HolyC spells a record as class (it has no methods - it is structurally a C struct of two I64s, 16 bytes). Locals access fields with ., heap pointers with ->. MAlloc carves the struct from the per-task data heap and Free returns it; with no memory protection in ring-0 TempleOS, a stray write or double-free can corrupt the system.

Zig 
const std = @import("std");

const Point = struct {
    x: i32,
    y: i32,
    // Methods live in the struct; the first param is the receiver.
    fn translate(self: *Point, dx: i32, dy: i32) void {
        self.x += dx;
        self.y += dy;
    }
};

pub fn main() !void {
    var p = Point{ .x = 1, .y = 2 };   // by value, on the stack
    p.translate(3, 4);                 // (1,2) -> (4,6)
    std.debug.print("Point({d}, {d})\n", .{ p.x, p.y });

    // Heap form: the allocator is explicit -- no hidden allocations.
# # # #
*YOUR TASK:* In the struct comparison excerpt, transcribe everything from "HolyC spells a" down to "corrupt the system.". The material that follows has no connection to the struct comparison excerpt.

*INPUT DATA:*
# # # #
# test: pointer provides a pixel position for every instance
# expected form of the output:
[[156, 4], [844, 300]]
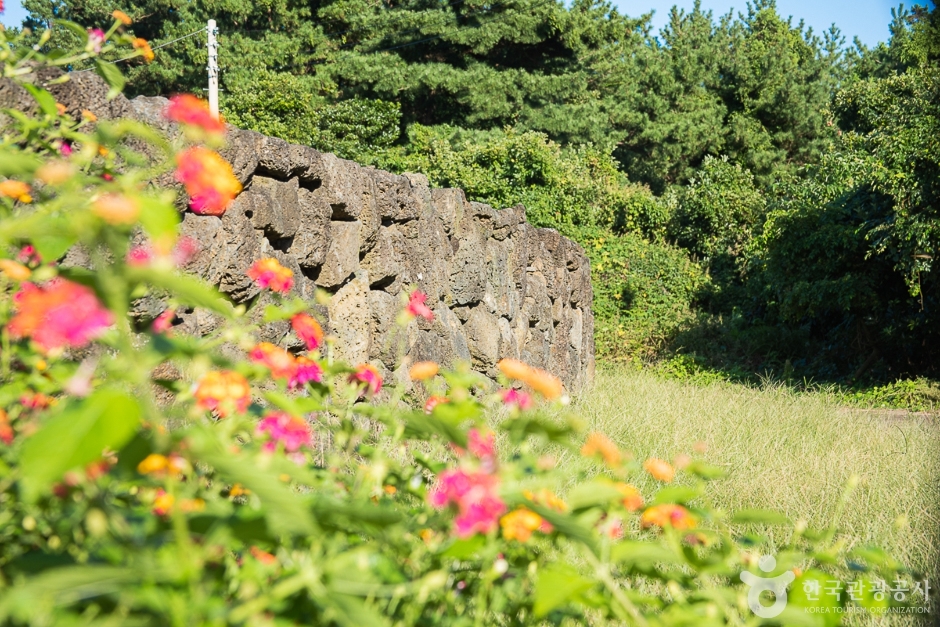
# # # #
*RESPONSE TO THIS TASK:*
HolyC spells a record as class (it has no methods - it is structurally a C struct of two I64s, 16 bytes). Locals access fields with ., heap pointers with ->. MAlloc carves the struct from the per-task data heap and Free returns it; with no memory protection in ring-0 TempleOS, a stray write or double-free can corrupt the system.